→ **Work instructions**: Which lines in the records below include the word "outline"? Report each of them in full.

→ **Dataset excerpts**:
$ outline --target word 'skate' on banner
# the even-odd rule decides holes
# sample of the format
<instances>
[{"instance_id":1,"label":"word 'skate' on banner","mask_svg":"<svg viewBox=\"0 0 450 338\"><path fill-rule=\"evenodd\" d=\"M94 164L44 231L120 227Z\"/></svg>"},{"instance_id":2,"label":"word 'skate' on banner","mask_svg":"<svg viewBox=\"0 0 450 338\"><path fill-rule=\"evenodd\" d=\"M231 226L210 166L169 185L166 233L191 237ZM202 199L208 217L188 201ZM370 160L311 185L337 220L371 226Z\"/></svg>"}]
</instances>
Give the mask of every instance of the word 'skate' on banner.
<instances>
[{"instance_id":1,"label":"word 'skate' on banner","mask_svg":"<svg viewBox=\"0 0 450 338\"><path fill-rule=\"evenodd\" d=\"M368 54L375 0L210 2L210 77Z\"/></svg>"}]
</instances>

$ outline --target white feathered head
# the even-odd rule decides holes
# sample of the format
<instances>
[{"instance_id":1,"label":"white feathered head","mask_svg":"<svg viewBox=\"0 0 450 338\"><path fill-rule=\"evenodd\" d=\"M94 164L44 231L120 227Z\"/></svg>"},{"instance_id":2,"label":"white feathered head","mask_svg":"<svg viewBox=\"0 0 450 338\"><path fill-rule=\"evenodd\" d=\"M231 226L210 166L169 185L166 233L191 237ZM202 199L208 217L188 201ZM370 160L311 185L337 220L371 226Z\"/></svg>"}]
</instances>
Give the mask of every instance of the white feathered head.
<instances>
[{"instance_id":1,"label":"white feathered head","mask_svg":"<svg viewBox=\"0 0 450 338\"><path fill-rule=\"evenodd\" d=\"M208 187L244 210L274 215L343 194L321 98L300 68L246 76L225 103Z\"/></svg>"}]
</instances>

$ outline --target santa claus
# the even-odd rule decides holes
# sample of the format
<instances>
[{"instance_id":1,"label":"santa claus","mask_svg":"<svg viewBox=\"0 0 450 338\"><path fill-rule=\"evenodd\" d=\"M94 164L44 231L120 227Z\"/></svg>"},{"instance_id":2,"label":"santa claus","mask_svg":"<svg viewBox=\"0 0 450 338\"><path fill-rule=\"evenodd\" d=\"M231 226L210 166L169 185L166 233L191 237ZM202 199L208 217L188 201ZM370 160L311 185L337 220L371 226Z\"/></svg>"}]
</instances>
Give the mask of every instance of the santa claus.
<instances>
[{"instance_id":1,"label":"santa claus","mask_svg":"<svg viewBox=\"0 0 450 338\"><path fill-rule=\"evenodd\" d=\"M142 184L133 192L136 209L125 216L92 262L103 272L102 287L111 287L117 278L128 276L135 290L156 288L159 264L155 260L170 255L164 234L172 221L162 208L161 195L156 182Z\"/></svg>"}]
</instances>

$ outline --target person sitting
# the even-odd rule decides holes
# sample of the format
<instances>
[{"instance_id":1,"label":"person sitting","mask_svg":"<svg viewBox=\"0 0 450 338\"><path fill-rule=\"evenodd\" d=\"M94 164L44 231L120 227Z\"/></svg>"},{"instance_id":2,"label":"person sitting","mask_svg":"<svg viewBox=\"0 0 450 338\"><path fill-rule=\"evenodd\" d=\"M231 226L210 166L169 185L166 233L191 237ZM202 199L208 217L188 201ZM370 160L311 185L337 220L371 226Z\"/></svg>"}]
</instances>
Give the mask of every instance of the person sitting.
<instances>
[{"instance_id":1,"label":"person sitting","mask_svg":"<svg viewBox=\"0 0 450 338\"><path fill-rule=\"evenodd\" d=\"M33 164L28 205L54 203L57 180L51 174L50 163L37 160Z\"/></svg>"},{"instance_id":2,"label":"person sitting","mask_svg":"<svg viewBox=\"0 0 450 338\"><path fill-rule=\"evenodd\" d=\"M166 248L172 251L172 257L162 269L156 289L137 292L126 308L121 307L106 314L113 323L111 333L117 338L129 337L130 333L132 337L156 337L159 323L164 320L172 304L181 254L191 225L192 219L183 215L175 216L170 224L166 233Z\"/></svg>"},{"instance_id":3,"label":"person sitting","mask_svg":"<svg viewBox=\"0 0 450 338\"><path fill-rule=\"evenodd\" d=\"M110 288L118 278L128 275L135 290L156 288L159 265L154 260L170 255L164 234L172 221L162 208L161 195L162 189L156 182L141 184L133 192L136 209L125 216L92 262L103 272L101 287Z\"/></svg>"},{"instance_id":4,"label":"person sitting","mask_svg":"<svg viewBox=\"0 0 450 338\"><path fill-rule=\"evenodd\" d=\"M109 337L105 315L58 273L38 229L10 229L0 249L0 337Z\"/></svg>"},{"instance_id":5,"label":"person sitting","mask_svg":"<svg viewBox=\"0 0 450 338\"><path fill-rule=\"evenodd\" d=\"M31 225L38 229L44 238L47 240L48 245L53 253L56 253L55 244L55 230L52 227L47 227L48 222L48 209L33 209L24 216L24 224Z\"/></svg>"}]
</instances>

→ **Finished exercise**:
$ outline --target word 'skate' on banner
$ outline --target white feathered head
$ outline --target santa claus
$ outline --target person sitting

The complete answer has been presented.